## Consigne
Poursuivez le texte ci-dessous sur l'histoire de la censure cinématographique en reprenant après sa dernière phrase.

## Texte proposé
=====

L'histoire de la censure cinématographique commence à la fin du XIXe siècle, en même temps que l'histoire du cinéma. Considéré comme la première représentation d'un baiser de cinéma[2], le film The Kiss sorti en 1896 fait l'objet d'une censure à la suite du scandale qu'il provoque, notamment chez les conservateurs sociaux[3] aux États-Unis, au sein de l'Empire britannique ou encore de l'Église catholique appelant à bannir ce film[4].

Le film de Serguei Eisenstein : Le cuirassé Potemkine, sorti en 1926, fut interdit à la diffusion durant 25 années dans plusieurs pays d'Europe pour être de la propagande bolchévique[5].

Aux Etats-Unis, le Codes Hays est adopté en mars 1930. Il est établi par le sénateur William Hays, qui prétend ainsi réguler la production hollywoodienne. Certains sujets sont proscrits, d'autres, limités ; ainsi, les baisers entre acteurs sont limités à 3 secondes. Les scènes d'amour, érotiques ou non, sont à éviter.

=====

## Extrait de données
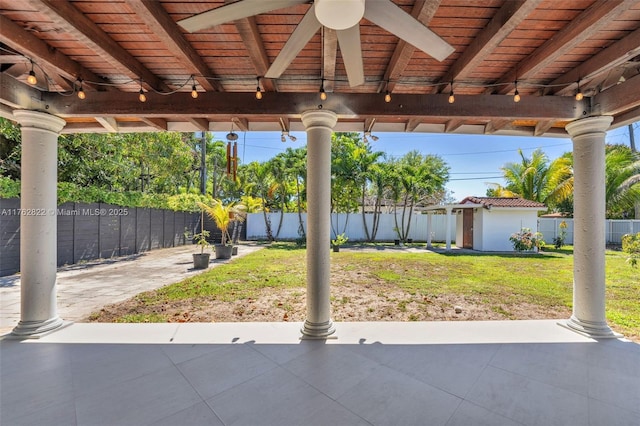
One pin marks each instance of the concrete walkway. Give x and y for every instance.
(85, 288)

=====

## Réponse attendue
Loin de constituer une atteinte irrémédiable à la liberté de créer, le code Hays est perçu par certains réalisateurs comme une occasion de faire preuve de créativité. C'est le cas de Billy Wilder ou d'Alfred Hitchcock. Ils prennent plaisir à détourner les exigences du code, en réalisant parfois des scènes et montages plus suggestifs encore. Dans Les Enchaînés, Hitchcock met ainsi en scène une discussion de 2 minutes 30 entre ses personnages, entrecoupée de baisers. Il se vantera plus tard d'avoir filmé "le plus long baiser du cinéma". L'usage de métaphores ou d'ellipses suggestives est également monnaie courante[6].

À leur accession au pouvoir, les nazis vont chercher à censurer le cinéma en exerçant une forme de contrôle. Est alors créé un ministère de la propagande dont Goebbels aura la charge[7].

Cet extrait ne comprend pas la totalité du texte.